La fête de la liberté de presse à Budapest

La fête de la liberté de presse à Budapest

Horváth Patricia

Rencontre avec Patrícia Horváth, journaliste et metteuse en scène

Le 15 mars -l’anniversaire de la Révolution de 1848-, c’était l’époque du renouveau, du printemps des peuples de l’Europe. C’est la grande fête nationale traditionnelle de Hongrie et la fête de la liberté de la presse qui a été célébrée en cette année 2025 à la Maison de la Presse de Budapest. Patricia Horváth, journaliste pour le Népszava et metteuse en scène hongroise, a reçu le prix du Journaliste culturel en hommage à Virág F. Éva.

C’est non sans une certaine émotion qu’Éva Vámos, rédactrice en chef du JFB, a prononcé un discours de présentation du travail de Patricia Horváth. Éva a fait l’éloge de la journaliste “elle part audacieusement à la rencontre du monde pour faire connaître le théâtre mondial libre, qui lutte contre toutes les oppressions intellectuelles et physiques”, avant qu’on lui remette son prix.

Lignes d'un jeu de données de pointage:
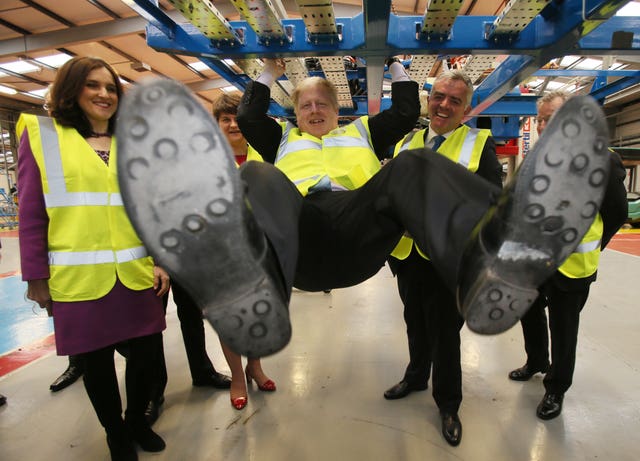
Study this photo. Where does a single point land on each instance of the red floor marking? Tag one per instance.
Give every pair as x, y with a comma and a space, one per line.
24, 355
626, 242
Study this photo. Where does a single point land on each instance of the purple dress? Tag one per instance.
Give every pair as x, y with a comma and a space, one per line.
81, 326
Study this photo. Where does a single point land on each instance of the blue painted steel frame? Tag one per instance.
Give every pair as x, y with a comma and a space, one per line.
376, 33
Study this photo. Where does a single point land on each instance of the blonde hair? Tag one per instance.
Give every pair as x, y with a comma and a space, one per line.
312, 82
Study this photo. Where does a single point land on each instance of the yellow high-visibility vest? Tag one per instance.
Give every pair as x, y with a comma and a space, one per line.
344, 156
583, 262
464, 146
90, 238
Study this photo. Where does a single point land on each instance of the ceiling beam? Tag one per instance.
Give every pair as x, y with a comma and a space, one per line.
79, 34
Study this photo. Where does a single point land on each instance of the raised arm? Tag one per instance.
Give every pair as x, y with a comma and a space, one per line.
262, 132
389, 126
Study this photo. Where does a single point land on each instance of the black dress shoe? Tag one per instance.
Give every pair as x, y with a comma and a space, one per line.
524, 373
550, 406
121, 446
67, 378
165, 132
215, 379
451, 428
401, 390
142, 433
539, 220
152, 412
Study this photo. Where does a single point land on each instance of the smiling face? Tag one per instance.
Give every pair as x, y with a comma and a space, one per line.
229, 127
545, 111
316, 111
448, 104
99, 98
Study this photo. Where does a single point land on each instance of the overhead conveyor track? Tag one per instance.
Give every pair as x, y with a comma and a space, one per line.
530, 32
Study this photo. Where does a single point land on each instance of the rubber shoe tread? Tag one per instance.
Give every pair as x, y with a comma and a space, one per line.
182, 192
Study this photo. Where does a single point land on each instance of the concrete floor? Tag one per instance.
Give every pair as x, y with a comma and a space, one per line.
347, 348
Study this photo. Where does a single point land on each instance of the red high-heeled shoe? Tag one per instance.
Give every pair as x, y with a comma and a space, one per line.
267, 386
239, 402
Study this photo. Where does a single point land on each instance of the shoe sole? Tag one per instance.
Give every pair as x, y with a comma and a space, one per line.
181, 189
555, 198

▶ **EXERCICE PROPOSÉ A**
D'après le texte sur la fête de la liberté de presse, quel prix Patricia Horváth a-t-elle reçu ?
▶ **EXERCICE PROPOSÉ B**
Extrayez du texte sur la fête de la liberté de presse le passage qui commence par "Rencontre avec Patrícia" et se termine par "remette son prix.".
▶ **EXERCICE PROPOSÉ C**
Énumérez toutes les personnes nommées dans le texte sur la fête de la liberté de presse.

▶ **CORRIGÉ A**
Le prix du Journaliste culturel en hommage à Virág F. Éva.

▶ **CORRIGÉ B**
Rencontre avec Patrícia Horváth, journaliste et metteuse en scène

Le 15 mars -l’anniversaire de la Révolution de 1848-, c’était l’époque du renouveau, du printemps des peuples de l’Europe. C’est la grande fête nationale traditionnelle de Hongrie et la fête de la liberté de la presse qui a été célébrée en cette année 2025 à la Maison de la Presse de Budapest. Patricia Horváth, journaliste pour le Népszava et metteuse en scène hongroise, a reçu le prix du Journaliste culturel en hommage à Virág F. Éva.

C’est non sans une certaine émotion qu’Éva Vámos, rédactrice en chef du JFB, a prononcé un discours de présentation du travail de Patricia Horváth. Éva a fait l’éloge de la journaliste “elle part audacieusement à la rencontre du monde pour faire connaître le théâtre mondial libre, qui lutte contre toutes les oppressions intellectuelles et physiques”, avant qu’on lui remette son prix.

▶ **CORRIGÉ C**
Patricia Horváth, Virág F. Éva, Éva Vámos